Write out each row below verbatim, keeping every character the same.

++++++++

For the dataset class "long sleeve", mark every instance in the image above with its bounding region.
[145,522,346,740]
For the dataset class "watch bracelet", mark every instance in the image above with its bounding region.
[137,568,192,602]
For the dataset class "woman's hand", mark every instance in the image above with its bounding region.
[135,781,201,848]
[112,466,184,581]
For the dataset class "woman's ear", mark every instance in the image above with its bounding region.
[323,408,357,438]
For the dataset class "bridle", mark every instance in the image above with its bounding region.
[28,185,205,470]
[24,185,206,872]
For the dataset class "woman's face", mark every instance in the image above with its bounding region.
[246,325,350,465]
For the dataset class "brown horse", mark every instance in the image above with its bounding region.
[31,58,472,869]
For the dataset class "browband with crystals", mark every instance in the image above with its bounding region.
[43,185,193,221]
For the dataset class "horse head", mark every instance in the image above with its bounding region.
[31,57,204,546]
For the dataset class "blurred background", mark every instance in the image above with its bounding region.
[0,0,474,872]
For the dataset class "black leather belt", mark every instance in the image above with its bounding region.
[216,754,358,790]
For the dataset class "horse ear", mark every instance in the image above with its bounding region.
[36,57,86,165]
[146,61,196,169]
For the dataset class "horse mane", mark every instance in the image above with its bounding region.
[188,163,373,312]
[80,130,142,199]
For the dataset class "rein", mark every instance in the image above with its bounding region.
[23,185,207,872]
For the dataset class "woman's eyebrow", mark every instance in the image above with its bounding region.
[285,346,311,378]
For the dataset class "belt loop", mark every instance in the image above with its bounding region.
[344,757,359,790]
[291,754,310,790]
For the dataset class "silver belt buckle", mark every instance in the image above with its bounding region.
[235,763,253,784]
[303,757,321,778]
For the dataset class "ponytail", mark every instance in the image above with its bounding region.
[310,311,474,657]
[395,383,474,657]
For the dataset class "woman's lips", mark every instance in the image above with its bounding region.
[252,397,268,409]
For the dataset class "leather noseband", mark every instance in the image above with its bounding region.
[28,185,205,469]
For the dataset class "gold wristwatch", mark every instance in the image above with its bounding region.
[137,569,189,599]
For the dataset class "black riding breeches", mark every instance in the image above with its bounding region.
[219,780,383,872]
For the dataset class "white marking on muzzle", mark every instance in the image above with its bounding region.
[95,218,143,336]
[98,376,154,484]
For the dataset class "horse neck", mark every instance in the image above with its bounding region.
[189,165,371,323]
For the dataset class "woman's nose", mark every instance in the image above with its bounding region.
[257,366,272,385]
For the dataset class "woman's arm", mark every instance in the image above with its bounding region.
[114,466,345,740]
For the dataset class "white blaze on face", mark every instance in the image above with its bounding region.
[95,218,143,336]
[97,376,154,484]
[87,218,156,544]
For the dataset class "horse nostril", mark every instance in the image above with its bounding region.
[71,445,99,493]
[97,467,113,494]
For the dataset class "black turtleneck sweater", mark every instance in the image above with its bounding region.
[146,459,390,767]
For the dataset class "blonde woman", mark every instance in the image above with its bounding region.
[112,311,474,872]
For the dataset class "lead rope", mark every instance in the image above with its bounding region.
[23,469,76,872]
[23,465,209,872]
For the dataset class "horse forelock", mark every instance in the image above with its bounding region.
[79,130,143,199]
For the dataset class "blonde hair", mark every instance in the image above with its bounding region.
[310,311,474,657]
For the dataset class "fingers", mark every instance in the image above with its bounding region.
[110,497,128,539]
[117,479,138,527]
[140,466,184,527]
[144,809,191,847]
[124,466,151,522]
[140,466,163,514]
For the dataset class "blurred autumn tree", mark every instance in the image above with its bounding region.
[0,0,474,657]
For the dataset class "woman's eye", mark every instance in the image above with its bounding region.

++++++++

● **IN RESPONSE**:
For the dataset class "long sleeve", mark every instance in the image above with its bounding region.
[145,522,346,740]
For the dataset class "watch bracelet", mark every instance in the image above with its bounding region.
[137,568,192,602]
For the dataset class "woman's hand", mark every instance in the image above with its bounding region.
[135,781,201,848]
[112,466,184,581]
For the dataset class "woman's ear", mark every instance in the image above with its bounding region.
[323,408,357,438]
For the dataset class "bridle", mark every instance in the image above with its bounding region.
[28,185,205,470]
[24,185,206,872]
For the dataset class "woman's face", mark every instance in the image above with its bounding region.
[246,325,350,465]
For the dataset class "brown horse", mark every instance in the image above with its bounding region.
[31,58,472,869]
For the dataset class "browband with crystals", mark every instance in the image above with its bounding region.
[43,185,193,221]
For the dataset class "horse head", mark every instance in the image above with its bounding region.
[31,57,204,546]
For the dataset class "blurred background", mark every instance in the image above with its bounding region.
[0,0,474,872]
For the dataset class "black leather belt", mark every instance in the image above with its bounding region.
[216,754,358,790]
For the dataset class "horse ear", mark every instance in the image above with its bounding region.
[36,57,86,165]
[146,61,196,169]
For the dataset class "horse mane", mark every instance in the image above with its bounding region.
[188,163,373,312]
[80,130,142,199]
For the dataset class "rein", mark every instance in the image above with its bounding region.
[23,185,207,872]
For the dataset class "woman's eyebrow", mark every instance in the image above with its bounding region.
[285,346,311,378]
For the dataset class "belt loop", mark every instance in the image above with its bounding region.
[344,757,359,790]
[291,754,310,790]
For the dataset class "silver belt buckle", mark every instance in the image above with its bounding region.
[235,763,253,784]
[303,757,321,778]
For the dataset class "ponytail", mark every instance in the image above with its bounding region.
[310,311,474,657]
[395,383,474,657]
For the dataset class "woman's lips", mark every instance in the image above with its bounding region.
[252,397,268,409]
For the dataset class "leather noseband", mark every instance in the image above with its bounding region.
[28,185,205,469]
For the dataset class "gold wristwatch", mark every instance in the image above with its bounding region.
[137,569,189,599]
For the dataset class "black riding breeches", mark every instance in the image above with its bounding region.
[219,780,383,872]
For the dataset class "white marking on muzzle", mark every instance in the image above with its bounding region.
[95,218,143,336]
[98,376,154,484]
For the dataset class "horse neck", mark every instance in the image above with its bounding region.
[189,165,371,323]
For the dataset class "woman's nose", mark every instance in the image above with its bounding region.
[257,366,272,385]
For the dataset class "woman's arm", mark every instance in the image above with its bounding region.
[114,466,345,740]
For the dataset class "white blaze on face", mark every instance in the image above with its bounding region.
[95,218,143,336]
[97,376,154,484]
[87,218,156,544]
For the dataset class "horse nostril", mark every instance in the image above with its bounding region.
[71,445,99,493]
[97,467,113,494]
For the dataset class "black turtleneck sweater", mark every instance in the image above with its bounding region.
[146,459,390,767]
For the dataset class "blonde woman", mark every instance in the image above with its bounding region.
[112,311,474,872]
For the dataset class "lead rope", mark every instance in the image above with its bounding region.
[23,469,76,872]
[23,465,209,872]
For the dataset class "horse forelock", mark every instance in the image above with its bounding region.
[79,130,143,199]
For the dataset class "blonde hair", mark every instance in the image above with its bounding region.
[310,311,474,657]
For the dataset class "fingers", mark every instance in the image above with its bounding region.
[110,497,128,539]
[117,479,138,527]
[140,466,184,527]
[144,809,191,847]
[124,466,151,522]
[140,466,163,514]
For the dataset class "blurred autumn tree", mark every instance in the image above with its bounding region.
[0,0,474,657]
For the dataset class "woman's eye", mark every instance in the image above with its bounding region.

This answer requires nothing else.